[start Page excerpt]
Type annotations make Python functions (and classes, etc.) look a little more like C++ code. Function parameters are annotated with a colon followed by the type, while return values are annotated with an arrow then the type after the function parentheses.

def fahr_to_celsius(fahr: float) -> float:
    """Convert Fahrenheit to Celsius.

    Uses standard Fahrenheit to Celsius formula.

    :param fahr: temperature in Fahrenheit
    :returns: temperature in Celsius
    """
    celsius = (fahr - 32) * (5/9)
    return celsius

def fahr_to_kelvin(fahr: float) -> float:
    """Convert Fahrenheight to Kelvin.

    Uses standard Fahrenheit to Kelvin formula, making use of fahr_to_celsius function.

    :param fahr: temperature in Fahrenheit
    :returns: temperature in Kelvin
    """
    kelvin = fahr_to_celsius(fahr) + 273.15
    return kelvin

One of the advantages of an intelligent editor like VSCode is support for things like type annotations. If you try to use an annotated function with arguments of a different type, we should see a highlighted complaint.

To see how type annotations actually behave in practice, lets write another, very simple, function:

def add_floats(a: float, b: float) -> float:
    return a + b

print(add_floats(1, 2))
print(add_floats('Hello', 'World!'))
3
HelloWorld!

As we can see, although our editor might tell us that we’re using the function incorrectly when we call it with two strings instead of floats, the function does actually work. This is because type annotations in Python aren’t quite like they are in a statically typed language. The type annotations we provide are just suggestions and are not used to perform checking at runtime, but are an indicator that tools can use to inform us of potential errors.

If we want to use these type annotations as part of our testing, we can use a tool such as the mypy static type checker.

Configuration Files

Remember back when we were looking at the procedural paradigm, before we knew about classes, and we used a nested data structure to represent our academics?

academics = [
    {
        'name': 'Alice',
        'papers': [
            {
                'title': 'My science paper',
            },
            {
                'title': 'My other science paper',
            }
        ]
    },
    {
        'name': 'Bob',
        'papers': [
            {
                'title': 'Bob writes about science',
            }
        ]
    }
]

Well, it just so happens that this data structure is almost exactly the same as a JSON file. JavaScript Object Notation (JSON) is a very common format for handling config files and other complex data structures, since it has libraries for processing it in almost all programming languages.

In Python the json module is part of the standard library, so we don’t need to worry about installing anything extra.

Unfortunately we don’t have time to cover this properly, but as usual, the Python documentation is a useful resource. See JSON library.

Obfuscating Pi

In the code directory of this lesson are two programs which need linting, one in Python (pi.py) and one in C++ (pi.cpp). Copy both of these programs and use the appropriate linters to help reformat the code.
[end Page excerpt]
__Written tasks__
A: Sum up the page excerpt in three sentences.
B: From the page excerpt, copy the passage from "In Python the" to "reformat the code.".
[start Records provided]
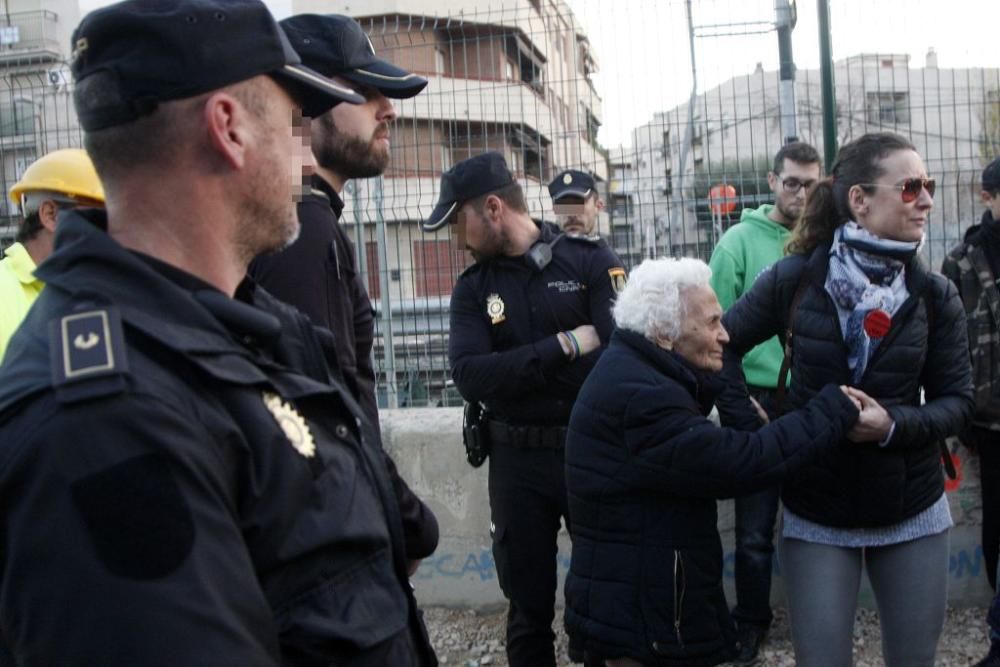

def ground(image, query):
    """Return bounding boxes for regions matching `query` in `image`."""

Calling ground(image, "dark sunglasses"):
[781,176,816,195]
[858,178,937,204]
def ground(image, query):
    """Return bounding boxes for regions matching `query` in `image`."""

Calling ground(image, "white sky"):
[80,0,1000,146]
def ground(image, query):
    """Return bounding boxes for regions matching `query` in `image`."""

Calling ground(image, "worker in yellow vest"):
[0,148,104,359]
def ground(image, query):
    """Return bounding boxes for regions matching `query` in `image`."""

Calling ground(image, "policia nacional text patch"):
[608,266,628,294]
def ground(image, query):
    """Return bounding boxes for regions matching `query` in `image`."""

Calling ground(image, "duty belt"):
[487,419,566,449]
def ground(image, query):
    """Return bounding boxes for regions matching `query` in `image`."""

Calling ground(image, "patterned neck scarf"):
[826,221,921,384]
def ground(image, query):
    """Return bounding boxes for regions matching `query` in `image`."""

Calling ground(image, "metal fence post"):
[374,176,399,408]
[816,0,837,173]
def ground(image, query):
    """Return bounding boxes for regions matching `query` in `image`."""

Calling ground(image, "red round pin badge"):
[864,308,892,338]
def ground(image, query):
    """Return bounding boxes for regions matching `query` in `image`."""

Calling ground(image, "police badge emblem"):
[261,391,316,459]
[486,294,507,324]
[608,267,628,294]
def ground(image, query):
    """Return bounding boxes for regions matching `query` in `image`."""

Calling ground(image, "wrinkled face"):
[312,77,396,180]
[552,193,604,236]
[451,202,508,262]
[237,78,315,256]
[767,158,819,227]
[852,150,934,242]
[673,285,729,372]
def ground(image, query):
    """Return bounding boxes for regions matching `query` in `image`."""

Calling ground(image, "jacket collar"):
[3,243,39,285]
[36,210,281,356]
[610,327,723,415]
[310,174,344,220]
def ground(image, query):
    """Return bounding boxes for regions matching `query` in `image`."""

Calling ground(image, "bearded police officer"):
[250,14,438,570]
[549,169,604,239]
[424,152,625,667]
[0,0,436,667]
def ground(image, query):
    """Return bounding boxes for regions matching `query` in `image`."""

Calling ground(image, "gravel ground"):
[424,607,989,667]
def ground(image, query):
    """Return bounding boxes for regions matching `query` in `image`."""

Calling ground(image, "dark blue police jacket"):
[448,223,625,425]
[0,215,435,665]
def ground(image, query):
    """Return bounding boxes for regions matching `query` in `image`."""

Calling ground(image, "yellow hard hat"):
[10,148,104,211]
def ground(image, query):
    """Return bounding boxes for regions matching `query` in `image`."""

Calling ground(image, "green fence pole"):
[816,0,837,173]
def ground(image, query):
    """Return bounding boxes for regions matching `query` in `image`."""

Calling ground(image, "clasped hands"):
[750,385,892,442]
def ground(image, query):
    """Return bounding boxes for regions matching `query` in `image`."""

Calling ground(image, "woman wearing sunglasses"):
[719,133,973,667]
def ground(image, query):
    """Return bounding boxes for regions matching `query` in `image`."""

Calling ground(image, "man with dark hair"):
[249,14,438,570]
[424,152,625,667]
[0,148,104,360]
[941,158,1000,667]
[0,0,436,667]
[709,142,820,664]
[549,169,604,239]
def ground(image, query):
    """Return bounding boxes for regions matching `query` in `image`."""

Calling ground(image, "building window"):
[365,241,382,299]
[660,130,670,160]
[0,100,38,137]
[867,93,910,124]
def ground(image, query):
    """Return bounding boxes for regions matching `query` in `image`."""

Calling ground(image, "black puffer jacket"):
[719,246,973,528]
[566,329,857,667]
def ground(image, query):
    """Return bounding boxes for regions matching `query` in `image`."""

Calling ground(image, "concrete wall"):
[382,408,991,607]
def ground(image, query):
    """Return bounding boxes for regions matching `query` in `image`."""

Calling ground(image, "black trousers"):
[972,427,1000,590]
[489,443,569,667]
[733,386,781,627]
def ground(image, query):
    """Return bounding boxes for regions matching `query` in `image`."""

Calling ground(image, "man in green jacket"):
[709,142,820,665]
[end Records provided]
__Correct answers__
A: Python type annotations mark a parameter's type with a colon and a return type with an arrow after the function's parentheses. These annotations are only suggestions and are not checked at runtime, but tools such as an editor or the mypy static type checker can use them to point out likely errors. The page excerpt also says that a nested data structure of academics is almost the same as a JSON file, which Python can handle with the json module in its standard library, and it sets an exercise to lint two pi programs, one in Python and one in C++.

B:
In Python the json module is part of the standard library, so we don’t need to worry about installing anything extra.

Unfortunately we don’t have time to cover this properly, but as usual, the Python documentation is a useful resource. See JSON library.

Obfuscating Pi

In the code directory of this lesson are two programs which need linting, one in Python (pi.py) and one in C++ (pi.cpp). Copy both of these programs and use the appropriate linters to help reformat the code.